#### RECORDS SUPPLIED
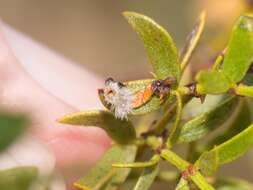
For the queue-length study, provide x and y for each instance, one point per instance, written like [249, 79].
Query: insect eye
[109, 80]
[121, 84]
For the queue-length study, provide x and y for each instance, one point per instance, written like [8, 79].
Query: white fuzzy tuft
[120, 98]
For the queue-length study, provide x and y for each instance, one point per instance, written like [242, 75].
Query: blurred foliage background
[94, 34]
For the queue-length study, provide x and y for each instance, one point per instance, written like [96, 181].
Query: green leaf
[192, 40]
[19, 178]
[208, 121]
[103, 174]
[226, 183]
[241, 121]
[160, 47]
[233, 148]
[122, 131]
[11, 127]
[209, 163]
[240, 50]
[212, 82]
[182, 185]
[147, 178]
[244, 90]
[153, 104]
[153, 161]
[128, 155]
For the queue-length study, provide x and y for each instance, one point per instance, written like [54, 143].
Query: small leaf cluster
[225, 91]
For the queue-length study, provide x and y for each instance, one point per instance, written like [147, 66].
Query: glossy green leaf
[160, 47]
[240, 50]
[208, 121]
[212, 82]
[192, 40]
[122, 131]
[153, 104]
[233, 148]
[128, 155]
[226, 183]
[153, 161]
[182, 185]
[19, 178]
[241, 121]
[11, 127]
[147, 178]
[103, 175]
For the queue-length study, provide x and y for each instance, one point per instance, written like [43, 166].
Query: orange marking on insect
[142, 96]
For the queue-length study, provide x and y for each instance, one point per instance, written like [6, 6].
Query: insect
[160, 88]
[122, 100]
[119, 97]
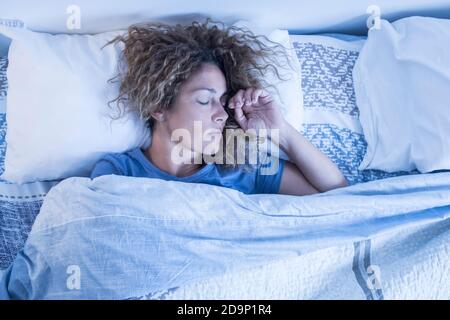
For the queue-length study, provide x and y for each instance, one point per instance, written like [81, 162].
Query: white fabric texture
[65, 81]
[402, 81]
[59, 122]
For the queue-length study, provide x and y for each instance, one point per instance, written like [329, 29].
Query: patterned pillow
[331, 120]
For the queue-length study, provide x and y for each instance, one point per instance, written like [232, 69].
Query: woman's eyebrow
[209, 89]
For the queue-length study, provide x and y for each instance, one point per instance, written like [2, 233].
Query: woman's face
[198, 113]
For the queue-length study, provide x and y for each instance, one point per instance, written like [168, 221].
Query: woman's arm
[310, 170]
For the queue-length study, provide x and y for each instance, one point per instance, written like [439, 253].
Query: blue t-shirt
[134, 163]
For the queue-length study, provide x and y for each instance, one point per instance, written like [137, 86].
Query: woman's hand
[255, 108]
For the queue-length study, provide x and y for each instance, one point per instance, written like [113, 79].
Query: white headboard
[298, 16]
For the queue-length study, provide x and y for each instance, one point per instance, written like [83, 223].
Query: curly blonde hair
[157, 58]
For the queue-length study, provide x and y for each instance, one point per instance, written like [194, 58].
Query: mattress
[331, 123]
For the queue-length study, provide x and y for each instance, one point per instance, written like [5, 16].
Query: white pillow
[290, 97]
[57, 113]
[402, 81]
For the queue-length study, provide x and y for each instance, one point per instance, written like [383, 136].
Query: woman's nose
[221, 116]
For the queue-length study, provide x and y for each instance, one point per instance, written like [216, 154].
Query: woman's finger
[255, 95]
[239, 116]
[248, 96]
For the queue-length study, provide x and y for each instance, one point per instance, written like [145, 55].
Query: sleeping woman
[198, 87]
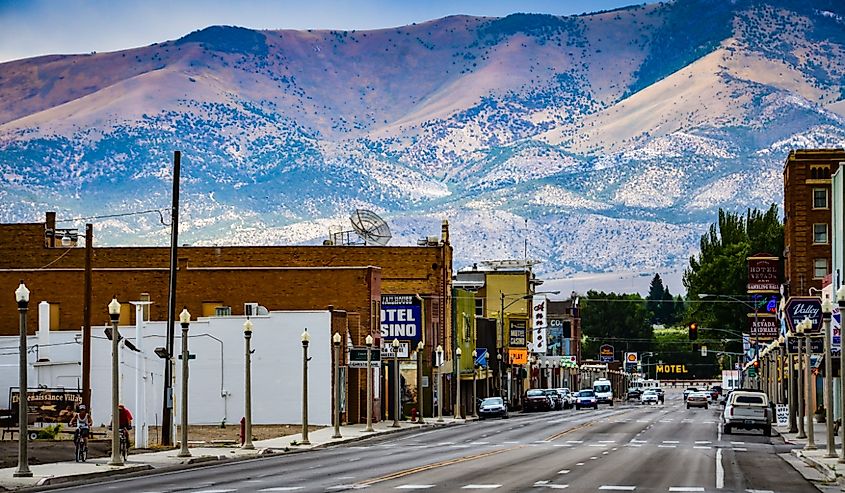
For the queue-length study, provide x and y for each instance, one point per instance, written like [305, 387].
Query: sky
[40, 27]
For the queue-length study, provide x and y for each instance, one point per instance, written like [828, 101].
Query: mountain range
[599, 142]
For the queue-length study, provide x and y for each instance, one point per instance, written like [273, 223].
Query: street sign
[606, 353]
[358, 357]
[800, 307]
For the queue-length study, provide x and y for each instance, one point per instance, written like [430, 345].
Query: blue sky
[39, 27]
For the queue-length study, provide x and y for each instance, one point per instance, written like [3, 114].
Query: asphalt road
[663, 448]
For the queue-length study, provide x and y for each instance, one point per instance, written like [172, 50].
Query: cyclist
[83, 422]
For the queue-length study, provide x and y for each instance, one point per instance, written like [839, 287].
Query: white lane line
[720, 471]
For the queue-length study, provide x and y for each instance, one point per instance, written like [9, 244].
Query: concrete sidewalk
[830, 468]
[71, 471]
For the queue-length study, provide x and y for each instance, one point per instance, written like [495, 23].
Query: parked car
[493, 407]
[586, 398]
[689, 390]
[537, 400]
[566, 395]
[747, 410]
[557, 400]
[698, 399]
[649, 396]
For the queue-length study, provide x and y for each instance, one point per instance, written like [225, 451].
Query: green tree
[621, 320]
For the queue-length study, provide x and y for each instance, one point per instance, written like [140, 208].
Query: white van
[603, 390]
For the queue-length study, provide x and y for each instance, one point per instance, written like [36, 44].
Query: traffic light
[693, 331]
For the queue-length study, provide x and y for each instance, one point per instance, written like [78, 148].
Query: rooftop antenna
[370, 227]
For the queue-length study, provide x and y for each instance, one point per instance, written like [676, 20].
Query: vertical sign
[538, 315]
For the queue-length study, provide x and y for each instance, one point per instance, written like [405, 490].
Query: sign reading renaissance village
[401, 317]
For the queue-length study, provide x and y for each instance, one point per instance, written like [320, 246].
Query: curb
[53, 480]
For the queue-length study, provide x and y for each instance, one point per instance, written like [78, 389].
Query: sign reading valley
[401, 317]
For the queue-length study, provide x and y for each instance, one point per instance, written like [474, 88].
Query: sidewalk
[71, 471]
[830, 468]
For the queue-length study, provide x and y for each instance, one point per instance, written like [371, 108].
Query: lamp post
[247, 386]
[439, 351]
[420, 400]
[114, 315]
[22, 297]
[185, 320]
[827, 309]
[799, 334]
[397, 387]
[369, 343]
[474, 382]
[336, 344]
[458, 366]
[306, 338]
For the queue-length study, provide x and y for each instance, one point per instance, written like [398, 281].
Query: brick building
[807, 217]
[223, 280]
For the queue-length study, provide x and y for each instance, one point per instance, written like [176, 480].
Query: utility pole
[167, 404]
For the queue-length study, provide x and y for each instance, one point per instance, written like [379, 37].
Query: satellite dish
[370, 227]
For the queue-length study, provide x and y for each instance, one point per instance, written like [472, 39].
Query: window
[819, 268]
[479, 307]
[820, 198]
[820, 233]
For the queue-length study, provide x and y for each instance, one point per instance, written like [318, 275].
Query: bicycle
[80, 443]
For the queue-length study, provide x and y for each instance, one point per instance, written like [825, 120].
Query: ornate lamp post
[396, 396]
[247, 386]
[306, 338]
[369, 342]
[439, 351]
[420, 399]
[827, 309]
[185, 320]
[22, 297]
[458, 366]
[114, 315]
[336, 344]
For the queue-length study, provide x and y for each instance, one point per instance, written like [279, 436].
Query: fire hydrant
[242, 433]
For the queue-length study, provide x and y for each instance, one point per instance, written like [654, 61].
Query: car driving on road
[586, 398]
[493, 407]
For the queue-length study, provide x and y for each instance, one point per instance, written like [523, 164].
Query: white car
[650, 396]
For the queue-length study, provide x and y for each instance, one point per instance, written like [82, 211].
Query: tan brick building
[807, 217]
[214, 280]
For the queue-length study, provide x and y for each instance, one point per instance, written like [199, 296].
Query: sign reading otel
[401, 317]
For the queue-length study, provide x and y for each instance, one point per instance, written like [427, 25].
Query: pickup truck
[747, 410]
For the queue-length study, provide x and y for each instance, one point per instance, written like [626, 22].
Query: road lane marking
[720, 471]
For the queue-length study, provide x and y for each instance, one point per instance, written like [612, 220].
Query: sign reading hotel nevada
[401, 317]
[763, 273]
[538, 314]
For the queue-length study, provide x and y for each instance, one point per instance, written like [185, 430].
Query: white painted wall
[276, 368]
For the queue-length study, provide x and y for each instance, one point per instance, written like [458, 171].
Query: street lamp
[439, 351]
[247, 445]
[397, 387]
[827, 309]
[458, 365]
[185, 320]
[420, 399]
[114, 315]
[336, 344]
[22, 297]
[306, 338]
[369, 342]
[474, 382]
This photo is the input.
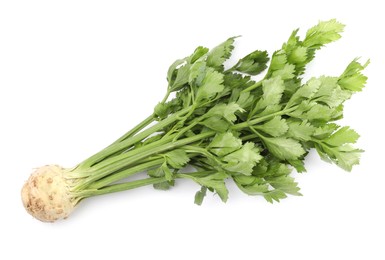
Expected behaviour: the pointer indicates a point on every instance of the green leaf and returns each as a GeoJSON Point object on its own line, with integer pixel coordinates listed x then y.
{"type": "Point", "coordinates": [352, 78]}
{"type": "Point", "coordinates": [300, 130]}
{"type": "Point", "coordinates": [243, 160]}
{"type": "Point", "coordinates": [325, 130]}
{"type": "Point", "coordinates": [177, 158]}
{"type": "Point", "coordinates": [214, 181]}
{"type": "Point", "coordinates": [166, 185]}
{"type": "Point", "coordinates": [225, 143]}
{"type": "Point", "coordinates": [182, 77]}
{"type": "Point", "coordinates": [172, 70]}
{"type": "Point", "coordinates": [343, 136]}
{"type": "Point", "coordinates": [198, 53]}
{"type": "Point", "coordinates": [275, 127]}
{"type": "Point", "coordinates": [284, 148]}
{"type": "Point", "coordinates": [298, 55]}
{"type": "Point", "coordinates": [211, 84]}
{"type": "Point", "coordinates": [235, 80]}
{"type": "Point", "coordinates": [216, 123]}
{"type": "Point", "coordinates": [227, 111]}
{"type": "Point", "coordinates": [286, 184]}
{"type": "Point", "coordinates": [331, 93]}
{"type": "Point", "coordinates": [278, 61]}
{"type": "Point", "coordinates": [199, 196]}
{"type": "Point", "coordinates": [253, 63]}
{"type": "Point", "coordinates": [319, 112]}
{"type": "Point", "coordinates": [255, 189]}
{"type": "Point", "coordinates": [197, 73]}
{"type": "Point", "coordinates": [305, 92]}
{"type": "Point", "coordinates": [345, 156]}
{"type": "Point", "coordinates": [272, 92]}
{"type": "Point", "coordinates": [274, 195]}
{"type": "Point", "coordinates": [323, 33]}
{"type": "Point", "coordinates": [218, 55]}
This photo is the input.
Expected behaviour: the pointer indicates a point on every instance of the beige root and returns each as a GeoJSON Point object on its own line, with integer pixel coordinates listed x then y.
{"type": "Point", "coordinates": [46, 194]}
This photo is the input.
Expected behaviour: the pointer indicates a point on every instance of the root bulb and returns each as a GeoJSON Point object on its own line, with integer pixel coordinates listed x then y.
{"type": "Point", "coordinates": [46, 194]}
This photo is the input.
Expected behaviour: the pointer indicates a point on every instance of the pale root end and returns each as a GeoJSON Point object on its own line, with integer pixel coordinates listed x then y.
{"type": "Point", "coordinates": [46, 194]}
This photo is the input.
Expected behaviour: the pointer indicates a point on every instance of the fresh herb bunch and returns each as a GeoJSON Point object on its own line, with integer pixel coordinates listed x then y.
{"type": "Point", "coordinates": [225, 125]}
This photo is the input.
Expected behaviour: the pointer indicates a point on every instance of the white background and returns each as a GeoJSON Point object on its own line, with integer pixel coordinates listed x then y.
{"type": "Point", "coordinates": [75, 75]}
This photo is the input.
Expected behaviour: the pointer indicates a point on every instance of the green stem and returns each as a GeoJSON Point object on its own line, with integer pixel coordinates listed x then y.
{"type": "Point", "coordinates": [116, 163]}
{"type": "Point", "coordinates": [126, 173]}
{"type": "Point", "coordinates": [126, 144]}
{"type": "Point", "coordinates": [123, 186]}
{"type": "Point", "coordinates": [137, 183]}
{"type": "Point", "coordinates": [262, 118]}
{"type": "Point", "coordinates": [136, 129]}
{"type": "Point", "coordinates": [254, 86]}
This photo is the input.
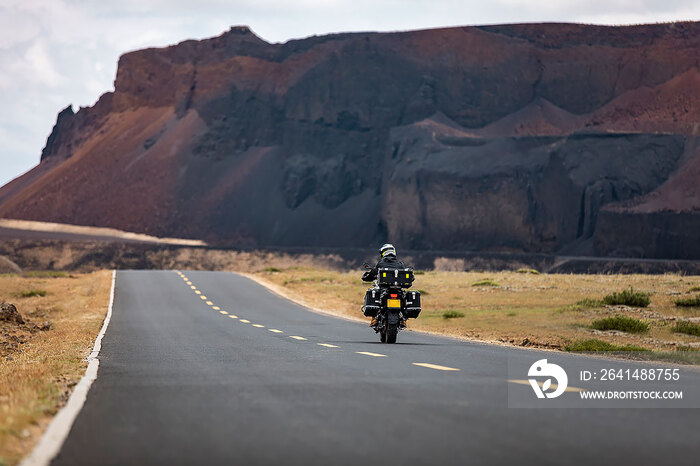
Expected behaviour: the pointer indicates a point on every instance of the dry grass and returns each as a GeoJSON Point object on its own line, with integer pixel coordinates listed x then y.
{"type": "Point", "coordinates": [541, 310]}
{"type": "Point", "coordinates": [38, 368]}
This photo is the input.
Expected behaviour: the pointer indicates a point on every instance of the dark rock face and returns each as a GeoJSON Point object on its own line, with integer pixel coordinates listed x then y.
########
From the first line above through the line containing "like [96, 181].", copy everything exactly, without the pictures.

For the queue-length study, provide x and y for each instance, one point per instance, written like [249, 79].
Query: insect eye
[109, 80]
[121, 84]
For the queue-length study, provide x and y for each instance, one point per instance, written like [8, 79].
Query: white fuzzy tuft
[120, 98]
For the queue-length study, provide x and y for each instance, one point per instance, written like [242, 75].
Query: blurred foliage background
[94, 34]
For the queue-length study, provide x and y for each instance, one point per instance, written like [96, 181].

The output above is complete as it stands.